::: Extracted data :::

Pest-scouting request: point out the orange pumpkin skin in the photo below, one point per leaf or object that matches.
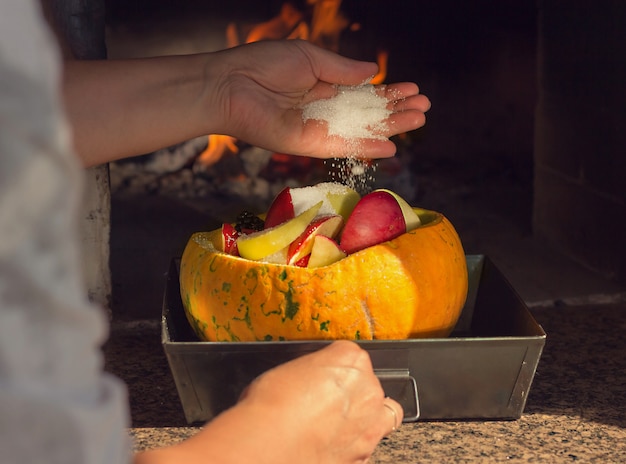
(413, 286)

:::
::: Extracted data :::

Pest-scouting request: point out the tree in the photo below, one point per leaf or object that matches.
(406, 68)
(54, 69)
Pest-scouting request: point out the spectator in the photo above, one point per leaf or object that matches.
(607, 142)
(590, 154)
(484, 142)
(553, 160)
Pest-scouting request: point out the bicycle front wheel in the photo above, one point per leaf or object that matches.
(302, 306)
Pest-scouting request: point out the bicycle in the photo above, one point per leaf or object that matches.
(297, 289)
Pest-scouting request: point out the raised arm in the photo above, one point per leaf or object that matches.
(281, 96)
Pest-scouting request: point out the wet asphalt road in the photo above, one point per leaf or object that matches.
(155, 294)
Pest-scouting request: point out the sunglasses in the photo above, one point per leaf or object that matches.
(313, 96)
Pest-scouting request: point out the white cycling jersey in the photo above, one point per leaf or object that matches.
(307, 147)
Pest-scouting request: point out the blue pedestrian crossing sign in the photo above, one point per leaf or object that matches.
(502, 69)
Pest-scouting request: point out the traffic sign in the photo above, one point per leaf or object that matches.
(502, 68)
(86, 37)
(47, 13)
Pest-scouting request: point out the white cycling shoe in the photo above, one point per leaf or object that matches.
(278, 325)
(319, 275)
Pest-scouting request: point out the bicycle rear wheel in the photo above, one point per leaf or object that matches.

:::

## Set problem
Copy out the material verbatim, from the line that contains "Pest-scouting request: point out the white cycling jersey" to the line that contains "Pest-scouting request: point out the bicycle rear", including both of those lines.

## The response
Pest-scouting request: point out the white cycling jersey in the photo above, one point per leaf or object that matches.
(307, 147)
Pest-scouting request: point out the blue pedestrian crossing sign in the photo above, one point per leaf or object that matches.
(502, 69)
Pest-scouting request: point out the traffic sign in the photo above, one point per leaf or object that matches.
(502, 68)
(86, 37)
(47, 13)
Pest-scouting request: point out the white cycling shoe in the photo above, one point per leaf or object that matches.
(278, 325)
(319, 275)
Pest-scouting request: point out the bicycle rear wheel in the photo above, one point per leaf or object that matches.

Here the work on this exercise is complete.